-- Items from a labeling collection --
>> begin

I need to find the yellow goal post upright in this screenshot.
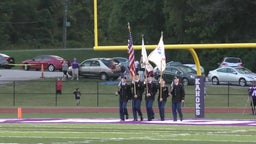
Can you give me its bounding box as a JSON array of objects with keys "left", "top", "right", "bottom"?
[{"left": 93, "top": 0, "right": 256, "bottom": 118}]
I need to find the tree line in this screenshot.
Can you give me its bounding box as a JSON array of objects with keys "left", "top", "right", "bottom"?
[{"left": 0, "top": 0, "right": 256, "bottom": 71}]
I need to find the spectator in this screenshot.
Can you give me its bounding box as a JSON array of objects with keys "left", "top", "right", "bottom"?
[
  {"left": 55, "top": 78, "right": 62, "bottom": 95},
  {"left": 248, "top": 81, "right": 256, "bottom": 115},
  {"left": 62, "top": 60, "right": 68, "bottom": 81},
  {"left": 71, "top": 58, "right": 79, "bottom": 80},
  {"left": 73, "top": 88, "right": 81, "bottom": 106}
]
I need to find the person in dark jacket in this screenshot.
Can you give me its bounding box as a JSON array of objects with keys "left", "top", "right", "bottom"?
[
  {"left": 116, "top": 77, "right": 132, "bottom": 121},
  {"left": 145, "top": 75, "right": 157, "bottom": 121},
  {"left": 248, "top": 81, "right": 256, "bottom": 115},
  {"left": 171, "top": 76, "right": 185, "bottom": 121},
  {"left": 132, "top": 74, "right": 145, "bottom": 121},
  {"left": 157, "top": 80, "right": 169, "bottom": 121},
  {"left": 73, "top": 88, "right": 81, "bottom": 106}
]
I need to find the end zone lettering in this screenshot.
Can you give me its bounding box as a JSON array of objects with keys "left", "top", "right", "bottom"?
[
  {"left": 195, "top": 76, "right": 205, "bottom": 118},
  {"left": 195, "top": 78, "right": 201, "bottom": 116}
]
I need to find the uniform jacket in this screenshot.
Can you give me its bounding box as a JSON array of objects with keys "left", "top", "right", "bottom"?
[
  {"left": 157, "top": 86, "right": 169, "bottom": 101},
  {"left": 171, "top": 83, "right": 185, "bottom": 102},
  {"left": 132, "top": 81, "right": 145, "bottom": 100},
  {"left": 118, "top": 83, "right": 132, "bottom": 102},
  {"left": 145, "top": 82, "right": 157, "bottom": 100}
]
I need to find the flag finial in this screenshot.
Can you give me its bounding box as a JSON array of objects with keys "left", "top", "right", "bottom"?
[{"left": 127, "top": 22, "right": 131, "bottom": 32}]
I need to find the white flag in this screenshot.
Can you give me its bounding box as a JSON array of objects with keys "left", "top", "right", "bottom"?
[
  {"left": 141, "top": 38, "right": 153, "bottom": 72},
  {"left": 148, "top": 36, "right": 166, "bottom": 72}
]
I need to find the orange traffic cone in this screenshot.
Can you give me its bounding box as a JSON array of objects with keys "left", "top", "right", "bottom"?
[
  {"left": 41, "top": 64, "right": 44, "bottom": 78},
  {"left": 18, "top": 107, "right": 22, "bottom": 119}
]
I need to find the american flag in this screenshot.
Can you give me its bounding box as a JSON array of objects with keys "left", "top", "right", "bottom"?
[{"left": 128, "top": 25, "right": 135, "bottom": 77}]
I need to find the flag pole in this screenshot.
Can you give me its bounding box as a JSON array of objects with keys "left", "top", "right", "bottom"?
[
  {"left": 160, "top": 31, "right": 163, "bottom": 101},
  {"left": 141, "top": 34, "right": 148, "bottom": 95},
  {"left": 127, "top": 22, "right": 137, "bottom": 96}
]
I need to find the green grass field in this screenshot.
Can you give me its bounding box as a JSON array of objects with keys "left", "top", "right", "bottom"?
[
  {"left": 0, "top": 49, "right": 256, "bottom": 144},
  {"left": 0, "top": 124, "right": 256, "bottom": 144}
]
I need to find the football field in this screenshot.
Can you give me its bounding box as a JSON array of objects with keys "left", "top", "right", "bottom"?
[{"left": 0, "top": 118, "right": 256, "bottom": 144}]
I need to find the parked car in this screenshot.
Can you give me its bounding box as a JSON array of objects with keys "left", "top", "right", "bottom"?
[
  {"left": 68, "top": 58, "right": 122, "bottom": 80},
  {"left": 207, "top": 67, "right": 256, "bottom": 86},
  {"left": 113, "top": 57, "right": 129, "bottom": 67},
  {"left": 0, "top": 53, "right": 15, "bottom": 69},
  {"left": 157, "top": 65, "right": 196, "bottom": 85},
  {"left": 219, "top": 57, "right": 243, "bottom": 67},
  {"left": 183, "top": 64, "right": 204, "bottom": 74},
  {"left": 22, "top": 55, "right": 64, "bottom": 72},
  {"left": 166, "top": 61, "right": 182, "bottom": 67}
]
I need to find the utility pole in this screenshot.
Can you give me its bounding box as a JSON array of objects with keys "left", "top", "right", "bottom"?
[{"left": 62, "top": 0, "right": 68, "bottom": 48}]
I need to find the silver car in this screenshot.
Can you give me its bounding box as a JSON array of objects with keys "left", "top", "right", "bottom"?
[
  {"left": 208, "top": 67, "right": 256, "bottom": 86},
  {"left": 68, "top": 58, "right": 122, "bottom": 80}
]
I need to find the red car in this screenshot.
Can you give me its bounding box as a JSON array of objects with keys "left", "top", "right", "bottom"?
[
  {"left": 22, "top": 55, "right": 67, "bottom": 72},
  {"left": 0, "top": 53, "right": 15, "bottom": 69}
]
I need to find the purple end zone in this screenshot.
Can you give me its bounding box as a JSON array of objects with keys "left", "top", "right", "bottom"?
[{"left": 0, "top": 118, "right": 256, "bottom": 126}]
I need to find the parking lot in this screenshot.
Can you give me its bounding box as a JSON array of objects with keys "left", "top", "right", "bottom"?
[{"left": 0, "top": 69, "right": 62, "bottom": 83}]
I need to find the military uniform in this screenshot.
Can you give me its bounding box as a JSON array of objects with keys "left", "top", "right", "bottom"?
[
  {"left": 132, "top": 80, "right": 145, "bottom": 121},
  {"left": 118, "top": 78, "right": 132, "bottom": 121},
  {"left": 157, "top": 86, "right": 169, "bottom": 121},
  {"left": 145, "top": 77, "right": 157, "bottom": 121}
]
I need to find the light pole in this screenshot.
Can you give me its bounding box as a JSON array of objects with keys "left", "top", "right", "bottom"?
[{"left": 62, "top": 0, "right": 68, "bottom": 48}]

>> end

-- WRITTEN TASK --
Convert all of the rows above into a JSON list of strings with one string per line, leaving out blank lines and the pictures.

-- SOLUTION BELOW --
[
  "I need to find the yellow goal post upright in this screenshot.",
  "Can you give me its bounding box as a JSON array of objects with keys \"left\", \"top\", \"right\", \"bottom\"?",
  "[{\"left\": 93, \"top\": 0, \"right\": 256, \"bottom\": 118}]",
  "I need to find the tree line in this screenshot.",
  "Can you give me its bounding box as a JSON array of objects with keys \"left\", \"top\", \"right\", \"bottom\"?",
  "[{\"left\": 0, \"top\": 0, \"right\": 256, \"bottom\": 71}]",
  "I need to find the spectator in this screenshot.",
  "Can you give me its bounding box as a JSON array of objects with keys \"left\", \"top\", \"right\", \"bottom\"?",
  "[",
  "  {\"left\": 55, \"top\": 78, \"right\": 62, \"bottom\": 95},",
  "  {\"left\": 248, \"top\": 81, \"right\": 256, \"bottom\": 115},",
  "  {\"left\": 62, \"top\": 60, \"right\": 68, \"bottom\": 81},",
  "  {\"left\": 71, \"top\": 58, \"right\": 79, \"bottom\": 80},",
  "  {\"left\": 73, \"top\": 88, \"right\": 81, \"bottom\": 106}",
  "]",
  "I need to find the person in dark jacket in this screenshot.",
  "Can you give me its bounding box as a JSON array of objects with keys \"left\", \"top\", \"right\", \"bottom\"?",
  "[",
  "  {\"left\": 116, \"top\": 77, \"right\": 132, \"bottom\": 121},",
  "  {\"left\": 145, \"top\": 75, \"right\": 157, \"bottom\": 121},",
  "  {\"left\": 248, \"top\": 81, \"right\": 256, \"bottom\": 115},",
  "  {\"left\": 171, \"top\": 76, \"right\": 185, \"bottom\": 121},",
  "  {\"left\": 132, \"top\": 74, \"right\": 145, \"bottom\": 121},",
  "  {\"left\": 157, \"top\": 80, \"right\": 169, \"bottom\": 121},",
  "  {\"left\": 73, \"top\": 88, \"right\": 81, \"bottom\": 106}",
  "]",
  "I need to find the end zone lettering in this screenshot.",
  "Can you give me its bounding box as a JSON array of objects with keys \"left\", \"top\", \"right\", \"bottom\"?",
  "[",
  "  {\"left\": 195, \"top\": 76, \"right\": 205, \"bottom\": 118},",
  "  {\"left\": 195, \"top\": 78, \"right\": 201, \"bottom\": 116}",
  "]",
  "I need to find the uniform jacket in this screenshot.",
  "Can you give me its bounding box as a JSON array of objects with keys \"left\", \"top\", \"right\", \"bottom\"?",
  "[",
  "  {\"left\": 157, \"top\": 86, \"right\": 169, \"bottom\": 101},",
  "  {\"left\": 171, \"top\": 83, \"right\": 185, \"bottom\": 102},",
  "  {\"left\": 132, \"top\": 81, \"right\": 145, \"bottom\": 100},",
  "  {\"left\": 118, \"top\": 83, \"right\": 132, \"bottom\": 102},",
  "  {\"left\": 145, \"top\": 82, \"right\": 157, \"bottom\": 100}",
  "]",
  "I need to find the flag finial in this screenshot.",
  "Can you give me its bounding box as a JSON array of objects with keys \"left\", \"top\", \"right\", \"bottom\"?",
  "[{\"left\": 127, \"top\": 22, \"right\": 131, \"bottom\": 32}]",
  "I need to find the white flag in this screenshot.",
  "Can you give me its bounding box as a JSON array of objects with keys \"left\", \"top\", \"right\", \"bottom\"?",
  "[",
  "  {\"left\": 141, \"top\": 38, \"right\": 153, \"bottom\": 72},",
  "  {\"left\": 148, \"top\": 36, \"right\": 166, \"bottom\": 72}",
  "]",
  "I need to find the orange traffic cone in this screenshot.",
  "Can you give me its bounding box as a JSON array of objects with keys \"left\", \"top\", \"right\", \"bottom\"?",
  "[",
  "  {\"left\": 41, \"top\": 64, \"right\": 44, \"bottom\": 78},",
  "  {\"left\": 18, \"top\": 107, \"right\": 22, \"bottom\": 119}",
  "]",
  "I need to find the american flag in this screenshot.",
  "Can you give me its bounding box as a JSON array of objects with keys \"left\", \"top\", \"right\", \"bottom\"?",
  "[{\"left\": 128, \"top\": 25, \"right\": 135, \"bottom\": 77}]",
  "I need to find the flag pole in this screenshot.",
  "Can you give me its bounding box as a JSON array of objects with keys \"left\", \"top\", \"right\", \"bottom\"?",
  "[",
  "  {\"left\": 160, \"top\": 31, \"right\": 163, \"bottom\": 101},",
  "  {\"left\": 141, \"top\": 34, \"right\": 148, \"bottom\": 95},",
  "  {\"left\": 127, \"top\": 22, \"right\": 137, \"bottom\": 96}",
  "]",
  "I need to find the green grass field in this screenshot.",
  "Can you give me its bounding box as a JSON array of objects with keys \"left\", \"top\", \"right\", \"bottom\"?",
  "[",
  "  {\"left\": 0, \"top\": 49, \"right\": 256, \"bottom\": 144},",
  "  {\"left\": 0, \"top\": 124, \"right\": 256, \"bottom\": 144}",
  "]",
  "I need to find the football field in this screenshot.",
  "Can you give me its bounding box as a JSON array of objects with keys \"left\", \"top\", \"right\", \"bottom\"?",
  "[{\"left\": 0, \"top\": 118, \"right\": 256, \"bottom\": 144}]",
  "I need to find the parked car in this screenshot.",
  "Can you give me its bounding box as a JSON array of objects with keys \"left\", \"top\", \"right\", \"bottom\"?",
  "[",
  "  {\"left\": 68, \"top\": 58, \"right\": 122, \"bottom\": 80},",
  "  {\"left\": 207, \"top\": 67, \"right\": 256, \"bottom\": 86},",
  "  {\"left\": 113, \"top\": 57, \"right\": 129, \"bottom\": 67},",
  "  {\"left\": 0, \"top\": 53, \"right\": 15, \"bottom\": 69},",
  "  {\"left\": 157, \"top\": 65, \"right\": 196, \"bottom\": 85},",
  "  {\"left\": 219, \"top\": 57, \"right\": 243, \"bottom\": 67},",
  "  {\"left\": 183, \"top\": 64, \"right\": 204, \"bottom\": 74},",
  "  {\"left\": 22, \"top\": 55, \"right\": 64, \"bottom\": 72},",
  "  {\"left\": 166, \"top\": 61, \"right\": 182, \"bottom\": 67}",
  "]",
  "I need to find the utility pole in this screenshot.",
  "Can you give me its bounding box as a JSON array of objects with keys \"left\", \"top\", \"right\", \"bottom\"?",
  "[{\"left\": 62, \"top\": 0, \"right\": 68, \"bottom\": 48}]",
  "I need to find the silver car in this screenshot.",
  "Can you give me its bounding box as a JSON array of objects with keys \"left\", \"top\", \"right\", \"bottom\"?",
  "[",
  "  {\"left\": 208, \"top\": 67, \"right\": 256, \"bottom\": 86},",
  "  {\"left\": 68, \"top\": 58, \"right\": 122, \"bottom\": 80}",
  "]",
  "I need to find the red car in this screenshot.",
  "Can you give me its bounding box as a JSON array of objects with keys \"left\", \"top\", \"right\", \"bottom\"?",
  "[",
  "  {\"left\": 22, \"top\": 55, \"right\": 67, \"bottom\": 72},",
  "  {\"left\": 0, \"top\": 53, \"right\": 15, \"bottom\": 69}",
  "]",
  "I need to find the purple end zone in this screenshot.",
  "Can you give me its bounding box as a JSON array of objects with keys \"left\", \"top\", \"right\", \"bottom\"?",
  "[{\"left\": 0, \"top\": 118, \"right\": 256, \"bottom\": 126}]",
  "I need to find the parking lot in this screenshot.",
  "Can you give me its bounding box as a JSON array of objects with keys \"left\", \"top\", \"right\", \"bottom\"?",
  "[{\"left\": 0, \"top\": 69, \"right\": 62, \"bottom\": 83}]",
  "I need to find the military uniform in this screenshot.",
  "Can you give me its bounding box as a JSON array of objects with keys \"left\", \"top\", \"right\", \"bottom\"?",
  "[",
  "  {\"left\": 132, \"top\": 80, \"right\": 145, \"bottom\": 121},",
  "  {\"left\": 118, \"top\": 78, \"right\": 132, \"bottom\": 121},",
  "  {\"left\": 157, \"top\": 86, \"right\": 169, \"bottom\": 121},",
  "  {\"left\": 145, \"top\": 77, \"right\": 157, \"bottom\": 121}",
  "]",
  "I need to find the light pole in this screenshot.",
  "Can you give me its bounding box as a JSON array of objects with keys \"left\", \"top\", \"right\", \"bottom\"?",
  "[{\"left\": 62, \"top\": 0, \"right\": 68, \"bottom\": 48}]"
]